----- Exercise data

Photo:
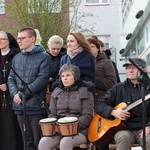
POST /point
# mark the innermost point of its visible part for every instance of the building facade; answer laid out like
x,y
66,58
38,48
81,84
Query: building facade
x,y
136,22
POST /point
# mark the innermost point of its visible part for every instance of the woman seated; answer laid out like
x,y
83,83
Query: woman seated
x,y
70,99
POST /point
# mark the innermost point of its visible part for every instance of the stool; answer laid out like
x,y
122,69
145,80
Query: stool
x,y
113,146
89,146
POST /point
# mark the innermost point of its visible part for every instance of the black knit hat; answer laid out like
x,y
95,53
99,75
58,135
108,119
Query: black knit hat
x,y
137,61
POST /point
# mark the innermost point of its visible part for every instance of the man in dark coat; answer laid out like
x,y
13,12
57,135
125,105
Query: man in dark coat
x,y
128,92
10,138
33,67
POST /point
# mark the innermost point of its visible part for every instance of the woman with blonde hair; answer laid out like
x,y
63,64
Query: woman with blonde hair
x,y
79,54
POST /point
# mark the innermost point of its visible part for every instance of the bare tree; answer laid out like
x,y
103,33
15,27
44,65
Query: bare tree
x,y
50,17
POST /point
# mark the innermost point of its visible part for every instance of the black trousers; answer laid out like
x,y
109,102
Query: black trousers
x,y
33,130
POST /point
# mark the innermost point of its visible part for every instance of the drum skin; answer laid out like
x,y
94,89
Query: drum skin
x,y
48,126
67,126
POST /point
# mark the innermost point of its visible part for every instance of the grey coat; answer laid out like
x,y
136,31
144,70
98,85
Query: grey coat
x,y
77,103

----------

> **Task item**
Only the lines from the one containing "Query: bare tree" through the end of the entries above should be written out, exactly and in full.

> **Expected answer**
Query: bare tree
x,y
50,17
POST /point
# mark the innermost point of its visible part for every instance of the black trousers; answer laid out like
x,y
109,102
Query: black trousers
x,y
33,130
POST /point
# mark the innermost point of its visible part for every instance of the drum skin; answer laid out like
x,y
94,89
Query: drum skin
x,y
48,126
67,126
POST /point
# mark the innermost point of its visible part for every instance of the grey coat; answer laid out like
x,y
136,31
144,70
98,85
Query: grey coat
x,y
77,103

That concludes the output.